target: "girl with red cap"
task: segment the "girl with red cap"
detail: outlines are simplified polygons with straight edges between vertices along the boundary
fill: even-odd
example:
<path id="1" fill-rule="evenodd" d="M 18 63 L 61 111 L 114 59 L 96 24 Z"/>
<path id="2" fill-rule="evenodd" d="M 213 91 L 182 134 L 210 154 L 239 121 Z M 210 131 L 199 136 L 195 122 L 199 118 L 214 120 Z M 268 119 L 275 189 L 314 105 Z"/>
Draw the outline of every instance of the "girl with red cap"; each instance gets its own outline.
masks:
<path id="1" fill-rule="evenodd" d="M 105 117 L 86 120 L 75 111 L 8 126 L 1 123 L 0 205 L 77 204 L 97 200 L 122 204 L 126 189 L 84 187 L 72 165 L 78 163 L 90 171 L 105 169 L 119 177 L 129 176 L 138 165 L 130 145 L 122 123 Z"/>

******************************

### Objective
Copy the records above line for line, without changing anything.

### Completed exercise
target: "girl with red cap"
task: segment the "girl with red cap"
detail: outlines are simplified polygons with straight edges between vertices along the boundary
fill: even-odd
example:
<path id="1" fill-rule="evenodd" d="M 18 63 L 61 111 L 114 59 L 96 24 Z"/>
<path id="2" fill-rule="evenodd" d="M 213 91 L 182 134 L 210 154 L 239 121 Z M 210 131 L 199 136 L 195 122 L 199 118 L 214 120 Z M 268 119 L 275 189 L 314 105 Z"/>
Draw the outline of every instance of the "girl with red cap"; each instance gets its own outline.
masks:
<path id="1" fill-rule="evenodd" d="M 105 117 L 86 120 L 75 111 L 8 126 L 1 123 L 0 205 L 77 204 L 97 200 L 122 204 L 126 189 L 84 187 L 72 165 L 78 163 L 90 171 L 105 169 L 119 177 L 129 176 L 138 165 L 130 145 L 122 123 Z"/>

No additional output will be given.